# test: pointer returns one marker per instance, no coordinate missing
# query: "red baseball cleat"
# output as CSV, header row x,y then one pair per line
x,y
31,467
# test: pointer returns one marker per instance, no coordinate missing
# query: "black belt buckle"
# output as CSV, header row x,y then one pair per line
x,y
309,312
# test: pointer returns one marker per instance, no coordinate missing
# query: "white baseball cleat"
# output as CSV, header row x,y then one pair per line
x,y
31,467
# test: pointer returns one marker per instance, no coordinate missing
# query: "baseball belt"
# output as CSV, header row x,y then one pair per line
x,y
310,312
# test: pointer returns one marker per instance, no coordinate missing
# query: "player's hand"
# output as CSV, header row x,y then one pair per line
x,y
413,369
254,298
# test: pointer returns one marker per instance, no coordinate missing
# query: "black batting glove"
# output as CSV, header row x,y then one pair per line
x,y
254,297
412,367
--- --- ---
Copy out each line carrying the string "black" from the data.

# query: "black belt buckle"
# query: "black batting glove"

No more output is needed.